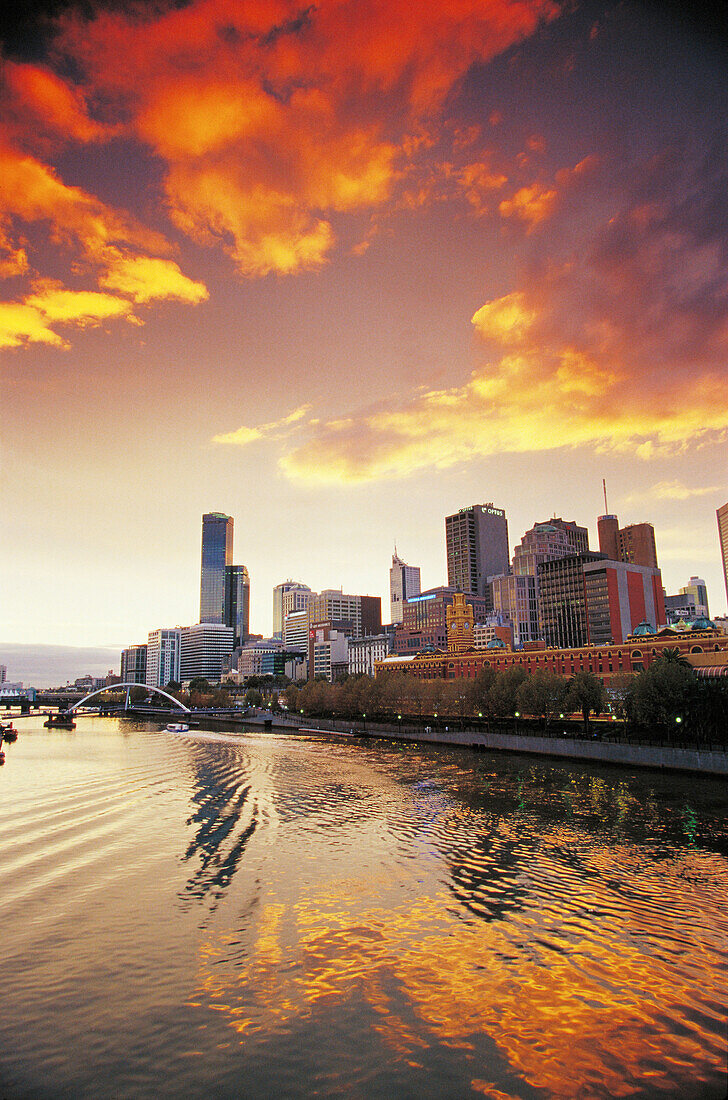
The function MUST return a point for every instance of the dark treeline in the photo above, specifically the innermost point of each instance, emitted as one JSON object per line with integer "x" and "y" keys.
{"x": 666, "y": 700}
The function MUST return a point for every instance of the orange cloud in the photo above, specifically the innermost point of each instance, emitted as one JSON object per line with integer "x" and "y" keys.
{"x": 272, "y": 118}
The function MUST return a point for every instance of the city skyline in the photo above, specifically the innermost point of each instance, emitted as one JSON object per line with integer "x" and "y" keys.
{"x": 473, "y": 256}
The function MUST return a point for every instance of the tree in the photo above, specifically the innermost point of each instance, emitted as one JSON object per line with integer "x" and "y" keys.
{"x": 585, "y": 693}
{"x": 542, "y": 695}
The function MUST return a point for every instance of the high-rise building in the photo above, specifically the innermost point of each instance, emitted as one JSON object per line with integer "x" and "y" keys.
{"x": 633, "y": 543}
{"x": 133, "y": 664}
{"x": 404, "y": 582}
{"x": 619, "y": 596}
{"x": 721, "y": 515}
{"x": 543, "y": 542}
{"x": 202, "y": 648}
{"x": 217, "y": 553}
{"x": 515, "y": 598}
{"x": 476, "y": 541}
{"x": 163, "y": 657}
{"x": 697, "y": 589}
{"x": 334, "y": 606}
{"x": 291, "y": 605}
{"x": 238, "y": 602}
{"x": 562, "y": 600}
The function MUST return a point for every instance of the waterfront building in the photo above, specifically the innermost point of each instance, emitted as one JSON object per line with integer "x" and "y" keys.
{"x": 562, "y": 600}
{"x": 698, "y": 590}
{"x": 476, "y": 541}
{"x": 423, "y": 624}
{"x": 618, "y": 596}
{"x": 256, "y": 658}
{"x": 364, "y": 613}
{"x": 238, "y": 602}
{"x": 633, "y": 543}
{"x": 703, "y": 645}
{"x": 542, "y": 542}
{"x": 721, "y": 516}
{"x": 217, "y": 553}
{"x": 404, "y": 582}
{"x": 288, "y": 596}
{"x": 163, "y": 657}
{"x": 133, "y": 664}
{"x": 328, "y": 651}
{"x": 515, "y": 598}
{"x": 202, "y": 649}
{"x": 364, "y": 652}
{"x": 295, "y": 631}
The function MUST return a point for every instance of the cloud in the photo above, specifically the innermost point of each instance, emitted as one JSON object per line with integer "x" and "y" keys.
{"x": 672, "y": 491}
{"x": 243, "y": 436}
{"x": 100, "y": 246}
{"x": 271, "y": 119}
{"x": 617, "y": 341}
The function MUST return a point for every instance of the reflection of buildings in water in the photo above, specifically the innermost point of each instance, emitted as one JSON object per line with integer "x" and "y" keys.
{"x": 233, "y": 796}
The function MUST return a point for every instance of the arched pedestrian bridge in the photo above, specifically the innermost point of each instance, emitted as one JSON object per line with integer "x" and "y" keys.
{"x": 128, "y": 685}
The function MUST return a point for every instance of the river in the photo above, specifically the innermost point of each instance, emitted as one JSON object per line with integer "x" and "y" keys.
{"x": 288, "y": 916}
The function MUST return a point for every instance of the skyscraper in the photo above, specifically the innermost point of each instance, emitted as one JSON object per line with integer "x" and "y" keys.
{"x": 217, "y": 553}
{"x": 404, "y": 582}
{"x": 238, "y": 603}
{"x": 721, "y": 515}
{"x": 476, "y": 540}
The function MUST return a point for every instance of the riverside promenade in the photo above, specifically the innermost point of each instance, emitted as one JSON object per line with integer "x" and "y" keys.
{"x": 616, "y": 751}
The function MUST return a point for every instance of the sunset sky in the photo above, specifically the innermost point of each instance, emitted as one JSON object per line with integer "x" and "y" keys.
{"x": 339, "y": 270}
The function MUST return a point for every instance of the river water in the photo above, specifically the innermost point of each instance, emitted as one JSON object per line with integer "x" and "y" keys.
{"x": 261, "y": 916}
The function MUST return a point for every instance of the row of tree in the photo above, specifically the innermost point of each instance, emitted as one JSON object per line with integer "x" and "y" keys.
{"x": 666, "y": 700}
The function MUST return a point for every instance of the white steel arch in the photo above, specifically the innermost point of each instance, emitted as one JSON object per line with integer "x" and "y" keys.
{"x": 146, "y": 688}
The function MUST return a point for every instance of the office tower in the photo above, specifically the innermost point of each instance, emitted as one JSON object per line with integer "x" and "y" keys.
{"x": 562, "y": 600}
{"x": 543, "y": 542}
{"x": 404, "y": 582}
{"x": 637, "y": 545}
{"x": 133, "y": 664}
{"x": 476, "y": 540}
{"x": 721, "y": 515}
{"x": 217, "y": 553}
{"x": 698, "y": 590}
{"x": 633, "y": 543}
{"x": 363, "y": 614}
{"x": 608, "y": 531}
{"x": 278, "y": 593}
{"x": 618, "y": 597}
{"x": 163, "y": 657}
{"x": 238, "y": 602}
{"x": 202, "y": 649}
{"x": 515, "y": 598}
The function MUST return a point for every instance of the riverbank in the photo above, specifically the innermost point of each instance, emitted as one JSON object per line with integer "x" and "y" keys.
{"x": 664, "y": 757}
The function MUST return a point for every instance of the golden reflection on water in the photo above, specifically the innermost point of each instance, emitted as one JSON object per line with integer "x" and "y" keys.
{"x": 575, "y": 1005}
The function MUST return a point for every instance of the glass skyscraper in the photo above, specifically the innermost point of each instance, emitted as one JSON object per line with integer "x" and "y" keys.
{"x": 217, "y": 553}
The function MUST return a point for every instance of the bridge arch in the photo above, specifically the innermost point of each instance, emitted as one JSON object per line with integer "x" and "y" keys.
{"x": 146, "y": 688}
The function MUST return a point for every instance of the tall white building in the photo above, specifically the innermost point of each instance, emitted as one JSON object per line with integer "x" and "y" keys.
{"x": 294, "y": 604}
{"x": 404, "y": 582}
{"x": 202, "y": 649}
{"x": 163, "y": 657}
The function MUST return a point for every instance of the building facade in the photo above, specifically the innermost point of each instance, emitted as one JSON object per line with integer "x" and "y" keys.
{"x": 404, "y": 582}
{"x": 217, "y": 553}
{"x": 476, "y": 541}
{"x": 515, "y": 598}
{"x": 133, "y": 664}
{"x": 163, "y": 657}
{"x": 721, "y": 516}
{"x": 202, "y": 649}
{"x": 236, "y": 612}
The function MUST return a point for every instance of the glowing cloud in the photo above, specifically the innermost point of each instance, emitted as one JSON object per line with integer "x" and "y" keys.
{"x": 244, "y": 436}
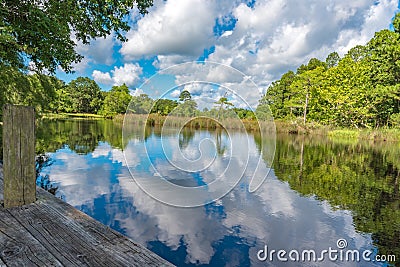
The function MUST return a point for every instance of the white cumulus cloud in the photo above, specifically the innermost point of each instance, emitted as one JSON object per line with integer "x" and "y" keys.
{"x": 128, "y": 74}
{"x": 175, "y": 27}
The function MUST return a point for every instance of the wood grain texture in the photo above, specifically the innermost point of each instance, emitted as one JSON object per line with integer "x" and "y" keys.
{"x": 19, "y": 155}
{"x": 51, "y": 232}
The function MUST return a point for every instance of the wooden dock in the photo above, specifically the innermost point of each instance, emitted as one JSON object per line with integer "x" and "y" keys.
{"x": 50, "y": 232}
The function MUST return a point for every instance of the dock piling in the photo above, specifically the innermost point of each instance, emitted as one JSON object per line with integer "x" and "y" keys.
{"x": 19, "y": 155}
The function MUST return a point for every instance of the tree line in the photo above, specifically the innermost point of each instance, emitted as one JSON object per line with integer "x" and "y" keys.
{"x": 49, "y": 94}
{"x": 361, "y": 89}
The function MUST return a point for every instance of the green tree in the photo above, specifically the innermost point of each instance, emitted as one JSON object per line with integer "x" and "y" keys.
{"x": 164, "y": 106}
{"x": 278, "y": 94}
{"x": 84, "y": 95}
{"x": 141, "y": 104}
{"x": 186, "y": 109}
{"x": 41, "y": 30}
{"x": 384, "y": 51}
{"x": 185, "y": 96}
{"x": 332, "y": 60}
{"x": 116, "y": 101}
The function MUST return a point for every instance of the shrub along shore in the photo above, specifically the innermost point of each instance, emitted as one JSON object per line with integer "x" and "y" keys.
{"x": 295, "y": 127}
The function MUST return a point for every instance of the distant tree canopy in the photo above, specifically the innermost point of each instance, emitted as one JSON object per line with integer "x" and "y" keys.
{"x": 362, "y": 89}
{"x": 41, "y": 31}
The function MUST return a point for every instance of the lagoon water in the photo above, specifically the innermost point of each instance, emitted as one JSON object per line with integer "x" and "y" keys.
{"x": 317, "y": 191}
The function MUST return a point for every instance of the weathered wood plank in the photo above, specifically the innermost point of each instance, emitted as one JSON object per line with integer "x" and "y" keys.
{"x": 19, "y": 155}
{"x": 52, "y": 232}
{"x": 17, "y": 248}
{"x": 76, "y": 239}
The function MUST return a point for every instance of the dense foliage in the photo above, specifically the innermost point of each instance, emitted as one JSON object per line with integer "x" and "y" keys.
{"x": 362, "y": 89}
{"x": 41, "y": 31}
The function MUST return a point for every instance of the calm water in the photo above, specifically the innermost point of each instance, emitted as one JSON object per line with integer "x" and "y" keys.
{"x": 317, "y": 192}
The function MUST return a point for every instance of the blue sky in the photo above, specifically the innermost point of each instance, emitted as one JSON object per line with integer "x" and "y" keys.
{"x": 260, "y": 38}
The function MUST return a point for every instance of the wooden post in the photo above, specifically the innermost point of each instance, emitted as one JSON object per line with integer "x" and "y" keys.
{"x": 19, "y": 155}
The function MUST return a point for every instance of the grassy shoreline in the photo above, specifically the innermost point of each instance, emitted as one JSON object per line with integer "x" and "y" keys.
{"x": 285, "y": 127}
{"x": 381, "y": 134}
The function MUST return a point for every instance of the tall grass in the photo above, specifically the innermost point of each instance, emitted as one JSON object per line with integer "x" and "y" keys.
{"x": 194, "y": 123}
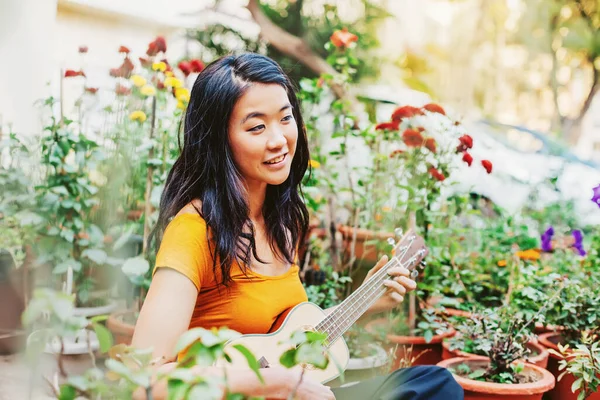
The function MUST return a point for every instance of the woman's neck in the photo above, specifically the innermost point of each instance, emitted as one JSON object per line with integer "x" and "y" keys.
{"x": 256, "y": 200}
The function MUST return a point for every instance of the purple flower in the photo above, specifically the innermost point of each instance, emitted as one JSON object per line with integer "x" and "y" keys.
{"x": 596, "y": 196}
{"x": 547, "y": 239}
{"x": 578, "y": 236}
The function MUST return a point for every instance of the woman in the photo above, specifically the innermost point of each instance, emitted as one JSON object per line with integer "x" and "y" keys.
{"x": 231, "y": 219}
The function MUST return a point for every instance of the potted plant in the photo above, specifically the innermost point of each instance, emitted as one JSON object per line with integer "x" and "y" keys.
{"x": 580, "y": 366}
{"x": 476, "y": 335}
{"x": 577, "y": 313}
{"x": 503, "y": 372}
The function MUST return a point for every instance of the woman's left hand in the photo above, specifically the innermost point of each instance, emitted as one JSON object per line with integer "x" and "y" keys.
{"x": 398, "y": 284}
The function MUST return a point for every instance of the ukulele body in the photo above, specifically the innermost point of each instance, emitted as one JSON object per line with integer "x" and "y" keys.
{"x": 267, "y": 348}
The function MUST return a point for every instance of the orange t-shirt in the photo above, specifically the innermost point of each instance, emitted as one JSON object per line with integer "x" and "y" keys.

Directions for this task: Starting at the line containing "of the ukulele" and continuing through the end of the material, reproduce those lines with "ukulele body" replaced by "ukulele neck" and nothing else altered.

Solution for this problem:
The function MUST return a point for every instance of the ukulele neck in the photo above, specifically the innermost point of each instance, emitted as one JSON object per line with integer "x" and "y" keys.
{"x": 267, "y": 348}
The function MUST return a point for every instance of the orange t-shirt in the photo above, specifically the innermost point of each instance, emitted as one JSON object per line with integer "x" and "y" keys.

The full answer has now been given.